[Istruzioni di lavoro] Estrai dall'estratto sulla manovra di bilancio il passo da "Più l’asticella è" a "degli interventi necessari.", copiandolo parola per parola.

[Estratto fornito]
┌──

Per apprezzare questo orientamento occorre porsi due domande: cosa chiedono gli italiani alla manovra di bilancio? perché l’assegno unico sarebbe veramente una rivoluzione?  

Gli italiani chiedono alla politica e ad ogni governo una cosa sola: salvare l’Italia dal declino economico nel quale è imprigionata da un ventennio. Rimettere in moto l’economia, creare lavoro, ridurre le diseguaglianze, contrastare la povertà, porre rimedio a crescenti ingiustizie sociali, dare una prospettiva ai giovani.

Più l’asticella è alta e crescente, tanto più occorre una visione sistemica capace di incidere sulla radice comune dei problemi, una strategia di forte discontinuità in grado di dare uno shock al Paese. Occorre la capacità e la volontà di concentrare su pochi obiettivi prioritari le risorse scarse avendo un’idea-guida per il Paese sulle cause della crisi e sulla scala di priorità degli interventi necessari.

└──

[Dati registrati]
┌──

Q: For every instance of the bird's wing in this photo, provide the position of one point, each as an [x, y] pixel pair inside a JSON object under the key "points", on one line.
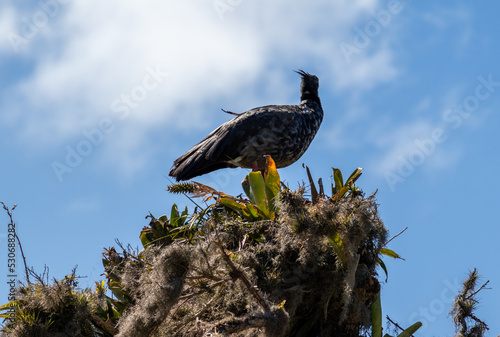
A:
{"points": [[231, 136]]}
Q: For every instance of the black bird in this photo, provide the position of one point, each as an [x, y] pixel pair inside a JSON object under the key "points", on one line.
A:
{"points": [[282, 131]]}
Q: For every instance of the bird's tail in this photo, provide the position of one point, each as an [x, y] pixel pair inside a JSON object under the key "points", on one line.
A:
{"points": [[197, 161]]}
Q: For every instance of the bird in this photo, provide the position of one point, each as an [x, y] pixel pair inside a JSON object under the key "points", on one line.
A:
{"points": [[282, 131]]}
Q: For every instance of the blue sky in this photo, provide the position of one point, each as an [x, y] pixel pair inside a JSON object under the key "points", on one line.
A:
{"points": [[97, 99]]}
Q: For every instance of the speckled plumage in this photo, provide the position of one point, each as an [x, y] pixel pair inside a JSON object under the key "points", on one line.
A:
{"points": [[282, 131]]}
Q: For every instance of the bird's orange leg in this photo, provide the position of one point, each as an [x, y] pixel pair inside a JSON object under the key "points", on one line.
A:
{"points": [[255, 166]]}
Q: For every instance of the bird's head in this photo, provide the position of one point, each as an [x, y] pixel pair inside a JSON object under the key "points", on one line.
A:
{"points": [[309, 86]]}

└──
┌──

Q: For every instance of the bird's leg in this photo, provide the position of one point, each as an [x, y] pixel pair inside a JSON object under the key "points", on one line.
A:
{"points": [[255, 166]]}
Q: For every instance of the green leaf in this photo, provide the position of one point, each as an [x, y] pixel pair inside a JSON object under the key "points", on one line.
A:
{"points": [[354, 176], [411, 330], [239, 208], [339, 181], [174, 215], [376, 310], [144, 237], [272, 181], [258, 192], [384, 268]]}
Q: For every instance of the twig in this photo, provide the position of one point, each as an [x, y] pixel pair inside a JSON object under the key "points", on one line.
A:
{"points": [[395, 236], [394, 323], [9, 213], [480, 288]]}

└──
┌──

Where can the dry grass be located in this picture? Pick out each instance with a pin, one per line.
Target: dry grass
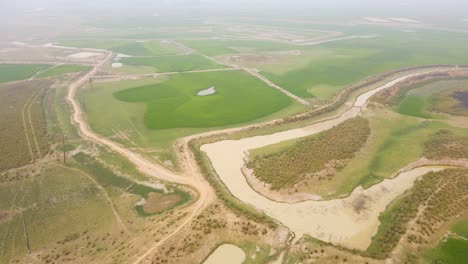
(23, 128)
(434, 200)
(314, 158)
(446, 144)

└──

[Soluzione dell'esercizio]
Più l’asticella è alta e crescente, tanto più occorre una visione sistemica capace di incidere sulla radice comune dei problemi, una strategia di forte discontinuità in grado di dare uno shock al Paese. Occorre la capacità e la volontà di concentrare su pochi obiettivi prioritari le risorse scarse avendo un’idea-guida per il Paese sulle cause della crisi e sulla scala di priorità degli interventi necessari.